**Data shown:**
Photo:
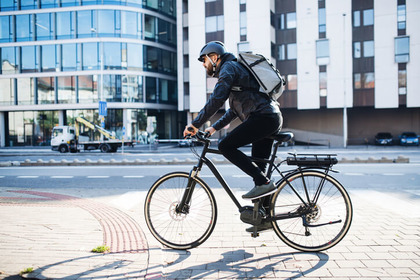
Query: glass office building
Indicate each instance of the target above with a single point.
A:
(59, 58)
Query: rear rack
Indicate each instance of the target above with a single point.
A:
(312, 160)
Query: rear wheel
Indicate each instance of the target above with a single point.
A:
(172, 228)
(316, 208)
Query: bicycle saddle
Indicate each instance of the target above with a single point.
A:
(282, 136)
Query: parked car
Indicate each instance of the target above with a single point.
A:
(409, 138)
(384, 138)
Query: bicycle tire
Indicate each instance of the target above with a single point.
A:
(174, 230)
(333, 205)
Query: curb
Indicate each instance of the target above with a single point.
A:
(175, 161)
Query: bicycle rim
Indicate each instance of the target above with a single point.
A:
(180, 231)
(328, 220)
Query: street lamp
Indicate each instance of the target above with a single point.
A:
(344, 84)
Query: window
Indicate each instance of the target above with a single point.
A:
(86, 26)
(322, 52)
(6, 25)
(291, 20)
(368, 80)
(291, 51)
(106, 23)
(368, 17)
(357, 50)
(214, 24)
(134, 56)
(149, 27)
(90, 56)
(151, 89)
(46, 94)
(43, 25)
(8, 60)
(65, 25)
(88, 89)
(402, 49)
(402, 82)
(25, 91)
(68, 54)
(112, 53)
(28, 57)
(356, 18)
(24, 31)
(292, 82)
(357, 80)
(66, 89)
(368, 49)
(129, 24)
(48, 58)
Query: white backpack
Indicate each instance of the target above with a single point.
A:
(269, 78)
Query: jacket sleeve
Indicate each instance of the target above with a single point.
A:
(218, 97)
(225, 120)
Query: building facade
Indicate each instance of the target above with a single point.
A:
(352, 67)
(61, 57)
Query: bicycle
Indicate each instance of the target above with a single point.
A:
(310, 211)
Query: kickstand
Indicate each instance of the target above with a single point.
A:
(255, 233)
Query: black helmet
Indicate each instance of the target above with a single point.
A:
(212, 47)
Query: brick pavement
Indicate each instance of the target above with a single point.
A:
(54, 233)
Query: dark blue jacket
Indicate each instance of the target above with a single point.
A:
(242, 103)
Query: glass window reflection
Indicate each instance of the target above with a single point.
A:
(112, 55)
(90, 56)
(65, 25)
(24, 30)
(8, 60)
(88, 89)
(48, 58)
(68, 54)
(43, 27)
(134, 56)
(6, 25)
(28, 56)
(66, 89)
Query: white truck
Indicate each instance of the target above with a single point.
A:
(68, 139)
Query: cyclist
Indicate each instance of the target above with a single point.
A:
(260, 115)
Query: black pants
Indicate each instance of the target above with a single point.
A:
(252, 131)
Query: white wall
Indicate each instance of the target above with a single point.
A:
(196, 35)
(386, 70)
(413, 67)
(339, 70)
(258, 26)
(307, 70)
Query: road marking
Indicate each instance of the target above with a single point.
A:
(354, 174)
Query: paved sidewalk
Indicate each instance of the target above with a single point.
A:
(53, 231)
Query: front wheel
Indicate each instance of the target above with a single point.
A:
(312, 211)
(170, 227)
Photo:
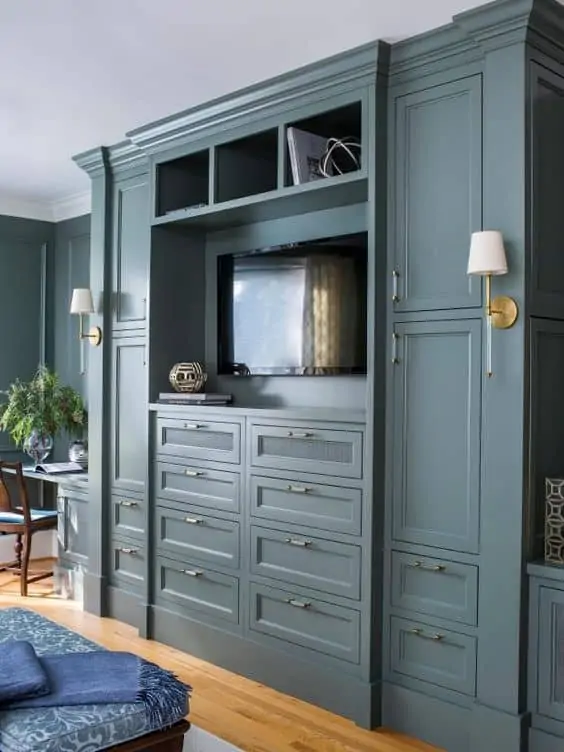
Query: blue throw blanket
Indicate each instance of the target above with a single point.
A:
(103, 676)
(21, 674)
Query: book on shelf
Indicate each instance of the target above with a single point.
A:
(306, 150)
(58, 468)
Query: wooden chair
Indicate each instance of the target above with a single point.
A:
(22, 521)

**How to complete this task:** Search the data for the string "white" and copy out every line where it is found.

**Answer for the task:**
Query: white backpack
Query: white truck
Query: white wall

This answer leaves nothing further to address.